> Study text

┄┄┄┄┄┄┄┄┄┄┄┄┄┄┄┄┄┄┄┄

Quote Originally Posted by boost View Post
You have based much of your arguments on the (obvious) falsehood that, at a minimum, monetary incentive is the strongest possible incentive, and frighteningly you seem to at times hold financial incentive up as if it is the only valid incentive.
Monetary incentive exists one way or the other regardless of whether the government is the one doling out the money, the difference is that governments lack the accountability for such spending. Private individuals have to be accountable for their costs or they will go bankrupt. Do you not think that people who use government aid/grants for research are incentivized by those grants?

Quote Originally Posted by boost View Post
Even if it were the case that financial incentives are the only true catalyst to forward progress, your analysis of the grant system is woefully flawed. If I get a grant to find out how many licks it takes to get to the tootsie roll center of a tootsie pop, and I drag my feet, someone else is going to come along, get a grant to do the same, start after me, finish before me, and insure that I have that much harder of a time getting a grant in the future.

┄┄┄┄┄┄┄┄┄┄┄┄┄┄┄┄┄┄┄┄

> Material provided
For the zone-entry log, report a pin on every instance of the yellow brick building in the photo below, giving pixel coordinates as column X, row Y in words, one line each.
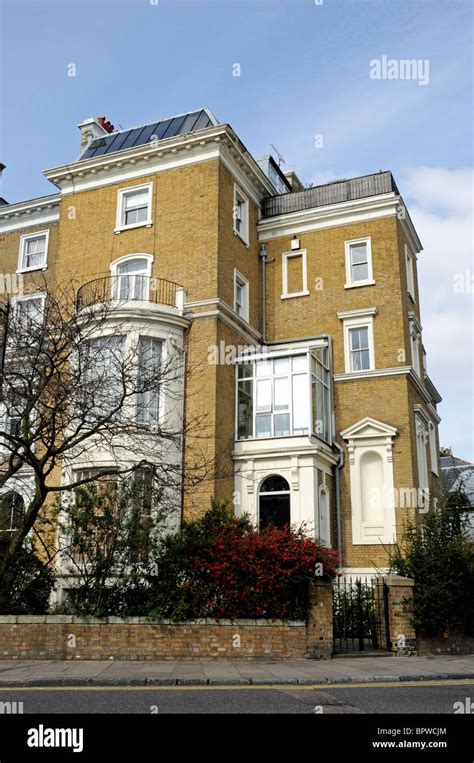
column 298, row 309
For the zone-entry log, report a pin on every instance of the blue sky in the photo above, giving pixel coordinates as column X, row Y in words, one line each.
column 304, row 71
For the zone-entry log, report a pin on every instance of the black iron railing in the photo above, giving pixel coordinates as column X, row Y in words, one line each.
column 330, row 193
column 360, row 615
column 128, row 288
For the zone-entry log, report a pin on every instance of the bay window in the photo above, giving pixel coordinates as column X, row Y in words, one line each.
column 149, row 360
column 284, row 395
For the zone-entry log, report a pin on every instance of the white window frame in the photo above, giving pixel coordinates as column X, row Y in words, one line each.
column 415, row 344
column 371, row 436
column 284, row 273
column 360, row 319
column 116, row 264
column 240, row 280
column 323, row 490
column 23, row 240
column 122, row 193
column 157, row 400
column 433, row 449
column 409, row 264
column 350, row 284
column 243, row 233
column 422, row 436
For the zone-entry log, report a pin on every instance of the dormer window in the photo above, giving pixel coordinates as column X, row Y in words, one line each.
column 358, row 263
column 241, row 215
column 134, row 207
column 33, row 252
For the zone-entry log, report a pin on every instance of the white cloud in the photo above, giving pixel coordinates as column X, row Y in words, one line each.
column 440, row 204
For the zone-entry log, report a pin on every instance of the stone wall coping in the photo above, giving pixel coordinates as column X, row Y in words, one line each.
column 398, row 580
column 76, row 620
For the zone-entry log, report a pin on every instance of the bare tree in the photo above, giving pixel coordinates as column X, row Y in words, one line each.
column 79, row 383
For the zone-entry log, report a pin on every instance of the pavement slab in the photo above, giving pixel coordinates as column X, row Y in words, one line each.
column 261, row 672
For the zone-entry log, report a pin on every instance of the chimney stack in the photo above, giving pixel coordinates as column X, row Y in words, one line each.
column 93, row 128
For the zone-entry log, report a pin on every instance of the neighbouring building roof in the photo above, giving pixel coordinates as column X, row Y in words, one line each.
column 457, row 474
column 138, row 136
column 331, row 193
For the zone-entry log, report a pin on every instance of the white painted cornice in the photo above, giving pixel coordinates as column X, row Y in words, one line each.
column 373, row 374
column 153, row 157
column 368, row 428
column 342, row 213
column 25, row 214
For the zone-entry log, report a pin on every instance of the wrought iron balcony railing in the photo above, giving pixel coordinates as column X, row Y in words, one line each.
column 130, row 288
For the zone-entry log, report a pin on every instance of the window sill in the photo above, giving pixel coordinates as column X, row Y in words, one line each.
column 360, row 372
column 31, row 270
column 146, row 224
column 242, row 238
column 358, row 284
column 296, row 294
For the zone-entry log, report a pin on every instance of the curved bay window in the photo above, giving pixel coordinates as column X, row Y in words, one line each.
column 285, row 395
column 274, row 502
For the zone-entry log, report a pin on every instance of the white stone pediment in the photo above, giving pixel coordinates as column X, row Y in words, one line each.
column 368, row 428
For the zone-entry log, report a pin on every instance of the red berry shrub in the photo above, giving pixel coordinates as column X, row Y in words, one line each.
column 222, row 567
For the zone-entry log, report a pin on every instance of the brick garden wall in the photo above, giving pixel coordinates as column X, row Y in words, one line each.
column 57, row 637
column 65, row 637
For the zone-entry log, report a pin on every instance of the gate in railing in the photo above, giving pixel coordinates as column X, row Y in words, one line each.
column 360, row 612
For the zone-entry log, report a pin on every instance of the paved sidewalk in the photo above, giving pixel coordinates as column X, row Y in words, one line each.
column 173, row 673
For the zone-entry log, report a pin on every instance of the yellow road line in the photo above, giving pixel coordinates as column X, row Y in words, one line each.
column 252, row 687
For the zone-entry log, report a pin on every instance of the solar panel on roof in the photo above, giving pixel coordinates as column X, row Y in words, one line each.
column 139, row 136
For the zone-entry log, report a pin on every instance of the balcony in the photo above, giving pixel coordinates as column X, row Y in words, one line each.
column 131, row 288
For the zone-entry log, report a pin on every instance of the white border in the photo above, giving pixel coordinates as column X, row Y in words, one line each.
column 121, row 194
column 284, row 273
column 23, row 239
column 350, row 284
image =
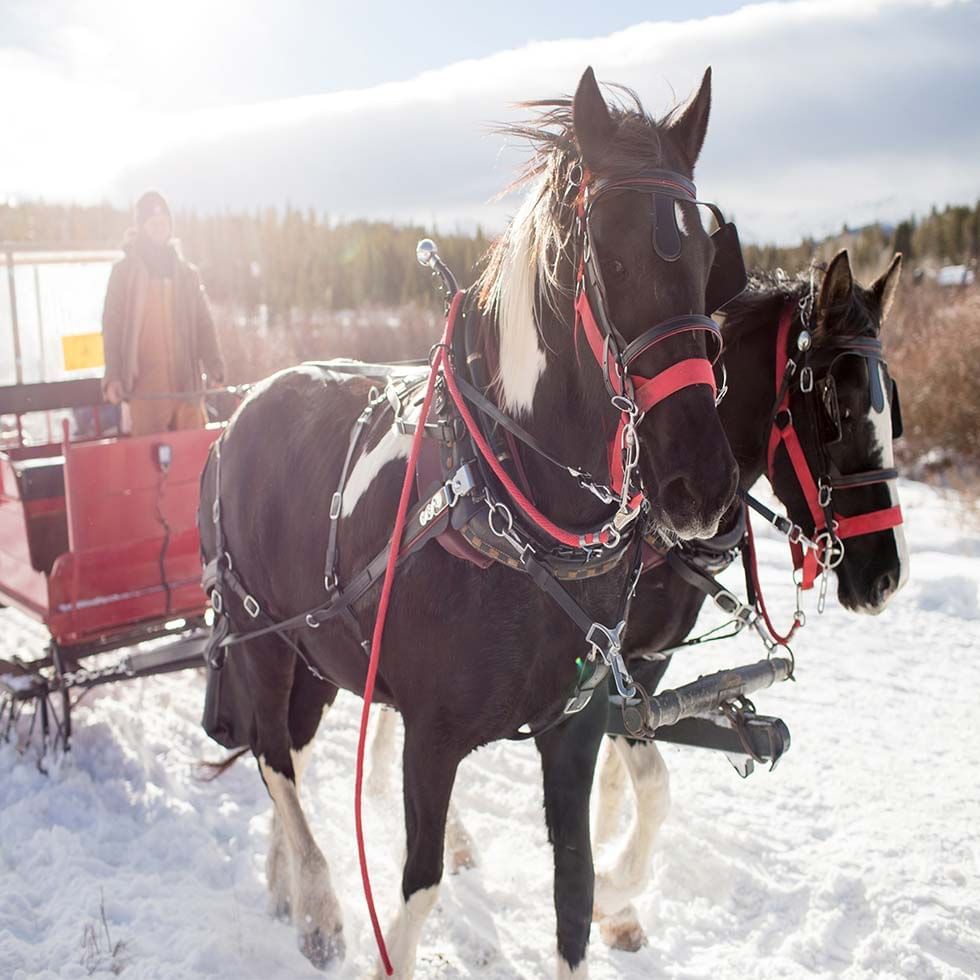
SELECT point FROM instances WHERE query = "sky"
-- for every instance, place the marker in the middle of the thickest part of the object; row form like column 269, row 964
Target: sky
column 824, row 112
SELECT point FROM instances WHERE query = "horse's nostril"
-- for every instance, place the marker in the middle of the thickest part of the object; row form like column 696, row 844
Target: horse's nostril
column 679, row 494
column 883, row 587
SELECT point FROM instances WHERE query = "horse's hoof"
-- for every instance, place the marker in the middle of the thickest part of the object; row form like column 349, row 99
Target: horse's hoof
column 462, row 859
column 323, row 950
column 623, row 931
column 279, row 908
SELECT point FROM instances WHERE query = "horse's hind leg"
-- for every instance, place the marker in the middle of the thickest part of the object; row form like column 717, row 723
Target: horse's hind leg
column 429, row 775
column 288, row 708
column 615, row 889
column 460, row 851
column 308, row 703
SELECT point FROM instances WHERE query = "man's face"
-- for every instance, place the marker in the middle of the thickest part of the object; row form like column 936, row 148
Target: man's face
column 158, row 228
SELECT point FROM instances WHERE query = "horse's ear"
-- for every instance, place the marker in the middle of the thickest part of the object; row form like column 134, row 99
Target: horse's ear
column 883, row 289
column 691, row 123
column 837, row 288
column 593, row 124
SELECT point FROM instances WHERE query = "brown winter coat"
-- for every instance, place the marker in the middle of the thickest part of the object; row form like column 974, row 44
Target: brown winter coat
column 195, row 340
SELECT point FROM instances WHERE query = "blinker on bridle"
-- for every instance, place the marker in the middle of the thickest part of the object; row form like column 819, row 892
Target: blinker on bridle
column 633, row 394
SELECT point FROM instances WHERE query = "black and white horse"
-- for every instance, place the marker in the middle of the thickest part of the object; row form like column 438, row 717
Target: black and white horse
column 666, row 607
column 470, row 655
column 855, row 433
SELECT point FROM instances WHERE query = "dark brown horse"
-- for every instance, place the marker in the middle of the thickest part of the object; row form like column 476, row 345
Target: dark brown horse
column 855, row 434
column 666, row 607
column 471, row 655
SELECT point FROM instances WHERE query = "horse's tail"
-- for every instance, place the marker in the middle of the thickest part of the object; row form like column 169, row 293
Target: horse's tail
column 210, row 771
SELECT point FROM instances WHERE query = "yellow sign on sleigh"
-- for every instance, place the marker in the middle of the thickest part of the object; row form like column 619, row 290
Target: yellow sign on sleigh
column 82, row 351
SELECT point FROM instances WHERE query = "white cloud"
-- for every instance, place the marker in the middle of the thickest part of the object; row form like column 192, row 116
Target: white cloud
column 823, row 112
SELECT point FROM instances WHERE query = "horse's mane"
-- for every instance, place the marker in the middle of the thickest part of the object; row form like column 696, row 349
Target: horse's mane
column 528, row 268
column 768, row 292
column 545, row 219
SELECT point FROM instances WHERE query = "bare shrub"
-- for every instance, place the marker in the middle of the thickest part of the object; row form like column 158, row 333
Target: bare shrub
column 99, row 952
column 932, row 341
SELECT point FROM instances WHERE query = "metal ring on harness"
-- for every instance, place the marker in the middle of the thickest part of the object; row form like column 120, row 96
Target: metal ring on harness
column 830, row 551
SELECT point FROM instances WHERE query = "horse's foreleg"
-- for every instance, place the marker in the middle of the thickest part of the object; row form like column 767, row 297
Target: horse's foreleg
column 382, row 753
column 428, row 779
column 568, row 758
column 287, row 716
column 611, row 786
column 615, row 889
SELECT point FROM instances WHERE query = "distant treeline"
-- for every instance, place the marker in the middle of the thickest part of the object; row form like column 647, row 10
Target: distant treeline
column 299, row 261
column 950, row 236
column 291, row 261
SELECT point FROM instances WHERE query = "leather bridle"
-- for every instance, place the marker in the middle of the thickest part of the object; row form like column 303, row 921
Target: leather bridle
column 797, row 372
column 633, row 394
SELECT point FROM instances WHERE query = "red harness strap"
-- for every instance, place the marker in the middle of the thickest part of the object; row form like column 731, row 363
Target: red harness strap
column 844, row 526
column 647, row 392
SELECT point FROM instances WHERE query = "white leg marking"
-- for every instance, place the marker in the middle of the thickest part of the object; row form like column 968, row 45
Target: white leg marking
column 403, row 936
column 612, row 785
column 381, row 773
column 277, row 871
column 651, row 784
column 460, row 852
column 392, row 445
column 316, row 911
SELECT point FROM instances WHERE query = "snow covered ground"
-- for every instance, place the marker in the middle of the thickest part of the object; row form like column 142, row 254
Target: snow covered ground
column 858, row 857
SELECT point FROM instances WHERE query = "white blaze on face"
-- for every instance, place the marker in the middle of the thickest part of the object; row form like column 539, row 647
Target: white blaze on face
column 882, row 424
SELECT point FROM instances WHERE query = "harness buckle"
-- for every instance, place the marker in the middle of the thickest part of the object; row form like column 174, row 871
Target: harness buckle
column 825, row 493
column 460, row 484
column 607, row 643
column 732, row 606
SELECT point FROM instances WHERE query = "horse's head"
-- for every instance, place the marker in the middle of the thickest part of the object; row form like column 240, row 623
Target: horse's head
column 846, row 414
column 649, row 265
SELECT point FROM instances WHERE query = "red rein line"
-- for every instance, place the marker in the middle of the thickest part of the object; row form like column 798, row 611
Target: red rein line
column 780, row 638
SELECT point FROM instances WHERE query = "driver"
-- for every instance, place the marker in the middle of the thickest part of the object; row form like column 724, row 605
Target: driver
column 157, row 328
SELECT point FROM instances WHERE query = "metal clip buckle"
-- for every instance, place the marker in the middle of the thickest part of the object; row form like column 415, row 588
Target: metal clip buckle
column 729, row 604
column 439, row 501
column 462, row 483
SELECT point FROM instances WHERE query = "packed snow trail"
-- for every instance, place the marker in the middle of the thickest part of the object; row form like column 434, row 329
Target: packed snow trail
column 858, row 857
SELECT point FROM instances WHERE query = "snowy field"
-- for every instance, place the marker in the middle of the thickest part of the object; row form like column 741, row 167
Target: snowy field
column 858, row 857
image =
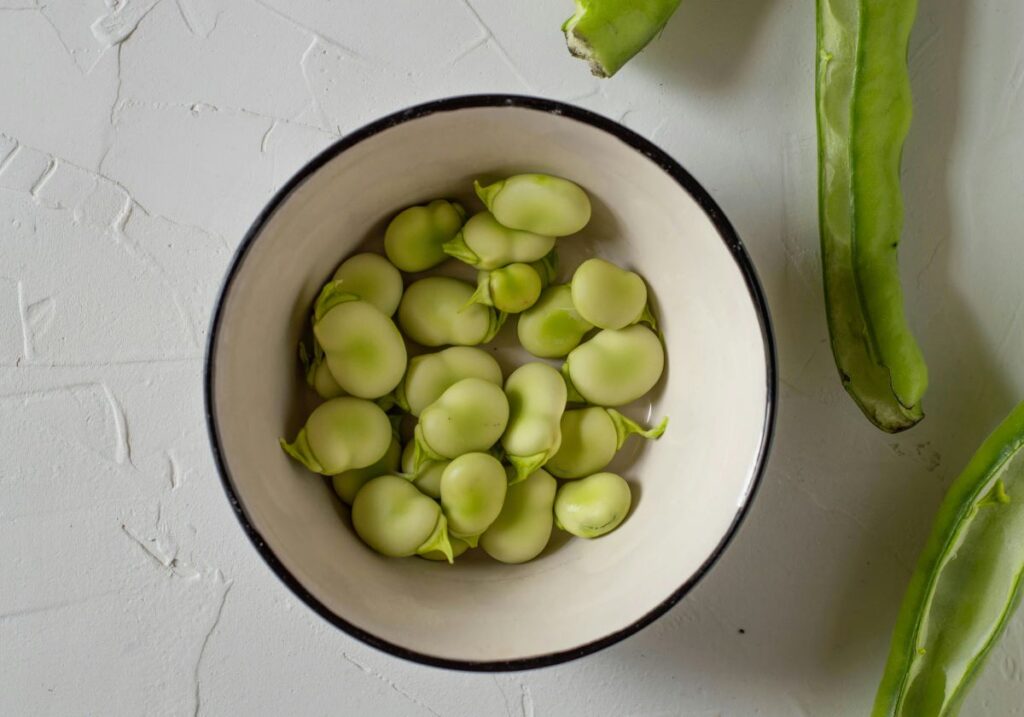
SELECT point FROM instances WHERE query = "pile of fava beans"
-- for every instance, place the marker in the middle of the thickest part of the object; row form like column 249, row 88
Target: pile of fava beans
column 488, row 461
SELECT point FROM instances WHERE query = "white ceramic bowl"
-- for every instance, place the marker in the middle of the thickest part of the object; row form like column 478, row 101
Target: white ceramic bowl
column 691, row 488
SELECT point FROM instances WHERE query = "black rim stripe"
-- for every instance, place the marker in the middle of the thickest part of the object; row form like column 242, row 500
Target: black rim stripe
column 684, row 179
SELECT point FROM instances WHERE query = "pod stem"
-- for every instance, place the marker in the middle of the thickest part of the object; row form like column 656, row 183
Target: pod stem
column 438, row 540
column 525, row 465
column 572, row 395
column 625, row 427
column 457, row 248
column 300, row 451
column 331, row 295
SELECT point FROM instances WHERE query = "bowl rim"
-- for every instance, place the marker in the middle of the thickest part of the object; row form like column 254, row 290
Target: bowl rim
column 685, row 180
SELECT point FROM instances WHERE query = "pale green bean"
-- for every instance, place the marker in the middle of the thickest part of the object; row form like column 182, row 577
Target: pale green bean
column 590, row 438
column 341, row 434
column 395, row 519
column 538, row 203
column 433, row 312
column 414, row 239
column 616, row 366
column 373, row 279
column 593, row 506
column 486, row 245
column 552, row 327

┄┄┄┄┄┄┄┄┄┄┄┄┄┄┄┄┄┄┄┄

> What is required
Translate this sentence from the forum post on research grants above into Spanish: "Private individuals have to be accountable for their costs or they will go bankrupt."

> Response area
Los particulares tienen que responder por sus costos o irán a la quiebra.